### WHAT NEEDS TO BE DONE
Among the lines below, restate word for word only those from the line with "If you could indicate the shallow" through the line with "point(355, 45)", with both end lines kept.

### DATA TO EXAMINE
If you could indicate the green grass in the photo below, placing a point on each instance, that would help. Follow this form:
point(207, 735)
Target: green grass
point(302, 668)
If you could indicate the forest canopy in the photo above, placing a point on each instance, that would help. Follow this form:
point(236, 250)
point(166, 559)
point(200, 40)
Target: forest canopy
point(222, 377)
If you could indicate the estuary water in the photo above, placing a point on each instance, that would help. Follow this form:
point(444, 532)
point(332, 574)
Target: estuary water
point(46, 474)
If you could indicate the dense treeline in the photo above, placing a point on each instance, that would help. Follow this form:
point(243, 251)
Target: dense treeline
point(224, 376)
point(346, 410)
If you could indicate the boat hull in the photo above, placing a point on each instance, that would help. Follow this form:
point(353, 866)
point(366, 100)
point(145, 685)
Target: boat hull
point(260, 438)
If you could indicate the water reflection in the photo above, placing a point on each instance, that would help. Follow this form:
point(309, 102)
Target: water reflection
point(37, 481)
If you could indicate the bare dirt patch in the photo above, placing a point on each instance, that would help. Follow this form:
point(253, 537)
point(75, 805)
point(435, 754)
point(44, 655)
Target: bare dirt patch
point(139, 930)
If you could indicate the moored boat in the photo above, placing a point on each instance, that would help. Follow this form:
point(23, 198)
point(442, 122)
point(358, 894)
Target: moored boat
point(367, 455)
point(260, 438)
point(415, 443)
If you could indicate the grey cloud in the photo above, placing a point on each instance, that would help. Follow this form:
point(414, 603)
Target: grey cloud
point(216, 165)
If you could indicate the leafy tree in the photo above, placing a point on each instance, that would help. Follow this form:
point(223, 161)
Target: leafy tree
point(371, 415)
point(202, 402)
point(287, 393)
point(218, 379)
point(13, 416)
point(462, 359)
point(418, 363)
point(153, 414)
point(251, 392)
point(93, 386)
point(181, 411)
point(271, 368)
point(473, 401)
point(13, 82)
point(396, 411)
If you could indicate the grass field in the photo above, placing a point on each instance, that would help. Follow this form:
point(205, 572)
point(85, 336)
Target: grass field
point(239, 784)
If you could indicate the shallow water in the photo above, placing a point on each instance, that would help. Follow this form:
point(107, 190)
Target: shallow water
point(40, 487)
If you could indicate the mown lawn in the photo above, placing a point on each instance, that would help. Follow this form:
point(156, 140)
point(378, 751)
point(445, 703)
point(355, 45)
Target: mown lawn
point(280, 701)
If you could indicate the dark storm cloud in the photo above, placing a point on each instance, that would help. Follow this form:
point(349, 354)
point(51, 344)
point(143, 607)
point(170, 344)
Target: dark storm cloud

### RESPONSE TO THIS TASK
If you could indicate the shallow water in the photo above, placing a point on each instance, that would help. Follow this form:
point(107, 190)
Target: shallow water
point(40, 487)
If you could indicate the mown lawn in the photo above, placing a point on each instance, that would help. Follow this form:
point(156, 140)
point(378, 751)
point(445, 703)
point(355, 45)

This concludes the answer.